▶ [Trecho do texto]
A trilha durou cerca de 1h30 e esse foi um momentos mais importantes durante a vivência, pois pudemos ali ter muitas trocas tanto entre os alunos, quanto com a natureza, naquele momento pude perceber a importância o Bem Viver, pois isso estava intrínseco ao espaço e as pessoas estavam presentes naquela harmonia. Poder observar a natureza e se conectar ao espaço, é uma força muito potente. Ao chegarmos na cachoeira, alguns se animaram em entrar na água e outros pela água estar muito gelada ficaram na margem dele. Ficamos nos banhando durante um bom tempo, e após um tempo de contemplação daquela paisagem, foi nos informado que deveríamos voltar, e com isso voltamos na trilha. No retorno pude conversar com outros alunos que estavam indo na vivência, pois dessa vez o professor convidou os alunos e um docente do curso de odontologia para agregarem na experiência conosco, e que fosse realizado algum trabalho social com a comunidade. Foi muito interessante a troca que tive, pois todos estavam vivenciando a mesma experiência, mas cada um com uma leitura diferente, pois a subjetividade de cada um lê a situação de forma muito particular.

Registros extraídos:
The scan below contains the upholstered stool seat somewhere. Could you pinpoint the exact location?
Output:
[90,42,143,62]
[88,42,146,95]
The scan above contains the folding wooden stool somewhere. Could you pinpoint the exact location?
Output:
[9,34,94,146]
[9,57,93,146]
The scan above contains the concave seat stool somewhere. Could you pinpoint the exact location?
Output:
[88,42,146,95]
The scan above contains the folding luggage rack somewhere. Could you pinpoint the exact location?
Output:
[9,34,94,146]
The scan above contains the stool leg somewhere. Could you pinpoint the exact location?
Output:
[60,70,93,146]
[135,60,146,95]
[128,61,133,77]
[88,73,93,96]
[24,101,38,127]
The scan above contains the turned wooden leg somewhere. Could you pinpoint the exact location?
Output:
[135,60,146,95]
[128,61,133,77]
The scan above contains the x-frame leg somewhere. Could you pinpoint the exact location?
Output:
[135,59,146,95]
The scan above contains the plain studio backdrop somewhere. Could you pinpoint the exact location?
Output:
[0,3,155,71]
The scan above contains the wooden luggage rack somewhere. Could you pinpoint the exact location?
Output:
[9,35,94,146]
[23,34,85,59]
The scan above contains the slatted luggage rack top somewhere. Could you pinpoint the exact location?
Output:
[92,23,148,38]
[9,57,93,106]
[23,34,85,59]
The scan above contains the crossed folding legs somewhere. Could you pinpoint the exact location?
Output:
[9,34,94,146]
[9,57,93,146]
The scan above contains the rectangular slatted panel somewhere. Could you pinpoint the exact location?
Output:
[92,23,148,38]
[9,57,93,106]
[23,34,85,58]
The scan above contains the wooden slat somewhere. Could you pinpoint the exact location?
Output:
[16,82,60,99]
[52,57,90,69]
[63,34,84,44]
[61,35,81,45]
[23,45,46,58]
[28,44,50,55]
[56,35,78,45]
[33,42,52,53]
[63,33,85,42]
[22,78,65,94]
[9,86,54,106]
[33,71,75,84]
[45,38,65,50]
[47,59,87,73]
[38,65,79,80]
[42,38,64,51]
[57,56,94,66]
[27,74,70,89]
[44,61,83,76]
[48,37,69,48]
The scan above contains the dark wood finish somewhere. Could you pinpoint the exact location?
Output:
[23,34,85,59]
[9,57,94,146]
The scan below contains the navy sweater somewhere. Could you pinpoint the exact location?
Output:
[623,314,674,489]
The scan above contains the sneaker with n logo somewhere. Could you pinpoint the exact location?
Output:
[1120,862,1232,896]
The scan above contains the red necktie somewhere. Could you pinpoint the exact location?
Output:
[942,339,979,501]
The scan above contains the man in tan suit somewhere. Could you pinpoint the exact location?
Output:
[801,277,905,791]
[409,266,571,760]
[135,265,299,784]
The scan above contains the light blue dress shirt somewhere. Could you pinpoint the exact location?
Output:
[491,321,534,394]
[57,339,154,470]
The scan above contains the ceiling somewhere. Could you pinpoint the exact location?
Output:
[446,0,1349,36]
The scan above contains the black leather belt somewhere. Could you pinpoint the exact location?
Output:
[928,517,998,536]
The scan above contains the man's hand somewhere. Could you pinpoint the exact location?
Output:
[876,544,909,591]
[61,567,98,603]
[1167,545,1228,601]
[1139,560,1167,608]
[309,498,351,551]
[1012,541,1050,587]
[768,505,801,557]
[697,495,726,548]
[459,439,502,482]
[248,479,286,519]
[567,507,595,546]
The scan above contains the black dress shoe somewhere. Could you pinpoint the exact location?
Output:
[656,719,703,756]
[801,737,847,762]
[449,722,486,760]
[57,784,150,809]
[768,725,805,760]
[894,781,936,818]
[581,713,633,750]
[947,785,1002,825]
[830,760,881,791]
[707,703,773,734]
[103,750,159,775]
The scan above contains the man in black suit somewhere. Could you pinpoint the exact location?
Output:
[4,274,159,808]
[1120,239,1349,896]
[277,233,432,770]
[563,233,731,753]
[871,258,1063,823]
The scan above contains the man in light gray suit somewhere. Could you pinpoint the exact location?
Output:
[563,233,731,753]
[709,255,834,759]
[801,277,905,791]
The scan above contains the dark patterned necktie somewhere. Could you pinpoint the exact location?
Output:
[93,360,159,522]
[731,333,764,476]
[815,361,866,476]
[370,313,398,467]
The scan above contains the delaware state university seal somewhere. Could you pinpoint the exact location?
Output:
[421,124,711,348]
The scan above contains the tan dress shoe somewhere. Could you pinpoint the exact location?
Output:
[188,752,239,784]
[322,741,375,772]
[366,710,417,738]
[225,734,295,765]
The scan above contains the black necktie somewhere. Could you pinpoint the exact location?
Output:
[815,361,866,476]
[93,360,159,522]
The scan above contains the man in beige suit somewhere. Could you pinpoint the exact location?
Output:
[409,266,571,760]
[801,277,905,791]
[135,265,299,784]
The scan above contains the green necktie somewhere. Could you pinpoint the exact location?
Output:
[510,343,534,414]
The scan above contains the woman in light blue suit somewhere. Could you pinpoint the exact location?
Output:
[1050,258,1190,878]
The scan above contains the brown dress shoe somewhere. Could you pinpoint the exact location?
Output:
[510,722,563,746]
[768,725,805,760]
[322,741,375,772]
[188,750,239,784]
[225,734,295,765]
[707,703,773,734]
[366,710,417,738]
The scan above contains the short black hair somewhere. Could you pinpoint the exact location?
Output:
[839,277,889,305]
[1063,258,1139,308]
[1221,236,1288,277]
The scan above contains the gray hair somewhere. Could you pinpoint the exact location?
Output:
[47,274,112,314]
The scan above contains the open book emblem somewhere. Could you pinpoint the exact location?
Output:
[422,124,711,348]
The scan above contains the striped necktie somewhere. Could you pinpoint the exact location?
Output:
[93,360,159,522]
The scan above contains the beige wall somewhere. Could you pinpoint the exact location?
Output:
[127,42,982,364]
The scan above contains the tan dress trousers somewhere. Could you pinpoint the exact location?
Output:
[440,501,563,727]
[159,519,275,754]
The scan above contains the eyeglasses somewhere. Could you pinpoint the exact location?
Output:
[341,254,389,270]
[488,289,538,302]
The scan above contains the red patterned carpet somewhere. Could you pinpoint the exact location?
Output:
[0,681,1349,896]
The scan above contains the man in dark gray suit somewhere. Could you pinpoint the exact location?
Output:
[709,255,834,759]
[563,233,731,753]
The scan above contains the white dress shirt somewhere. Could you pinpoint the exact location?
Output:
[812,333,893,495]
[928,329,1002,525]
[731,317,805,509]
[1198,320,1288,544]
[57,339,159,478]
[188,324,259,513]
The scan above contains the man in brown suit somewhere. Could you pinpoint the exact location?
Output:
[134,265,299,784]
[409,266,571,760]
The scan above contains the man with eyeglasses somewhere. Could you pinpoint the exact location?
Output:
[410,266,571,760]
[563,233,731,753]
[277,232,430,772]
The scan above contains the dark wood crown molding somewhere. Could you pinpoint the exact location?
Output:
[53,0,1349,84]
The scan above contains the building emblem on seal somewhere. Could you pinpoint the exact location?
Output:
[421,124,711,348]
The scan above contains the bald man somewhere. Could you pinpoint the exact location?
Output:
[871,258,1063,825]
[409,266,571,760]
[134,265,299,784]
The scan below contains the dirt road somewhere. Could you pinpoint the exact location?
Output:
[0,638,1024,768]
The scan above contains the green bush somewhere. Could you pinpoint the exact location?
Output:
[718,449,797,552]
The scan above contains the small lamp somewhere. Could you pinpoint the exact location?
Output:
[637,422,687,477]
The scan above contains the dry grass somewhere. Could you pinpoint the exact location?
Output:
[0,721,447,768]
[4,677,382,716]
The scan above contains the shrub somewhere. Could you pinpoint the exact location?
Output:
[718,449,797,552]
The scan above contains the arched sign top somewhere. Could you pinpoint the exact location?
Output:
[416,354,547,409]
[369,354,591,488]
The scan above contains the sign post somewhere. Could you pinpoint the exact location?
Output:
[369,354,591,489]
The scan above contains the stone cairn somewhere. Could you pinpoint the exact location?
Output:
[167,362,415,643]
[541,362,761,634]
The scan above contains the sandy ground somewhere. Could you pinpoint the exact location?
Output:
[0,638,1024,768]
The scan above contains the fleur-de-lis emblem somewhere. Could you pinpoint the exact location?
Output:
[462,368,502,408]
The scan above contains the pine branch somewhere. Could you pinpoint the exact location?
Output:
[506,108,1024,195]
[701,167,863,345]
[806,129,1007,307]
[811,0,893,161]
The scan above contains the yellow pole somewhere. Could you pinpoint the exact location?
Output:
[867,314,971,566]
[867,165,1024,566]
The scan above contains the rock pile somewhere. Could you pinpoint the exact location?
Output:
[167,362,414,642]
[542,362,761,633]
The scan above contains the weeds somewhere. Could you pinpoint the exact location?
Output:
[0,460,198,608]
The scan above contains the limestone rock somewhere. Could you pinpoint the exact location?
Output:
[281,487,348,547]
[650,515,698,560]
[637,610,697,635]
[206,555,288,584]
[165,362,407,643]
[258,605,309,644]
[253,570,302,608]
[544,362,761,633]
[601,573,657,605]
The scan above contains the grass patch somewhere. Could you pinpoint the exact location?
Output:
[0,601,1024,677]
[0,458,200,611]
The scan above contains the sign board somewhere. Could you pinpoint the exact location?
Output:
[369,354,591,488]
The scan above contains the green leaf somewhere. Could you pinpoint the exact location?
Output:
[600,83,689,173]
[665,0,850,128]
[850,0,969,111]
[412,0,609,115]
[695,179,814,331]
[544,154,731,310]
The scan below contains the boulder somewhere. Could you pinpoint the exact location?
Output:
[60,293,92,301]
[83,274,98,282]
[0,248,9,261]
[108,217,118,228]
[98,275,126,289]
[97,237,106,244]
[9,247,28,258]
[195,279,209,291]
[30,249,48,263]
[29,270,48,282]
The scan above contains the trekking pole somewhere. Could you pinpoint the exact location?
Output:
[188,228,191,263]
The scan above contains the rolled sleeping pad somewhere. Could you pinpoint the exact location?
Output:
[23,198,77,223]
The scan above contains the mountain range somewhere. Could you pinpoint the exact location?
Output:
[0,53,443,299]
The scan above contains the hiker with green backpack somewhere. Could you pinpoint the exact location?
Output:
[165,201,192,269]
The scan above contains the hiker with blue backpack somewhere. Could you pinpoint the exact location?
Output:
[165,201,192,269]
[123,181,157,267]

▶ [Instruções de trabalho]
a) Indique se cada afirmação concorda com o relato sobre a trilha, respondendo sim ou não e citando literalmente as palavras do relato que decidem a questão: (i) A trilha durou cerca de duas horas. (ii) Parte dos alunos ficou na margem porque a água estava muito gelada. (iii) O professor convidou um docente do curso de odontologia.
b) Dê continuidade ao relato sobre a trilha a partir de sua última frase.

▶ [Respostas escritas]
a)
(i) Não: "A trilha durou cerca de 1h30".
(ii) Sim: "outros pela água estar muito gelada ficaram na margem".
(iii) Sim: "o professor convidou os alunos e um docente do curso de odontologia".

b)
Ao chegarmos na aldeia, tivemos um momento muito integrativo a de grande conexão com as crianças, elas já estavam muito abertas desde de manhã conosco, porém foi no retorno à aldeia onde interagimos mais e foi um momento no qual o grupo de recreação no qual fiz parte, realizou muitas brincadeiras com as crianças, foi muito divertido, pois todos foram muito entregues à experiência. Após isso, nos preparamos para a casa de reza, sabíamos que nesse dia teríamos uma cerimônia muito especial, que seria conduzida pela Pará, pois o pajé estava ausente. Foi uma experiência muito forte, de extrema importância e conexão, pois não é sempre que uma liderança feminina conduz um ritual tão importante como aquele para os guaranis, me senti muito grata por estar participando daquele momento. A cerimônia contou com bastante som de instrumentos e com alguns nativos locais participando, a cantoria da Pará foi profundamente tocante e isso trouxe uma energia muito especial na casa de reza.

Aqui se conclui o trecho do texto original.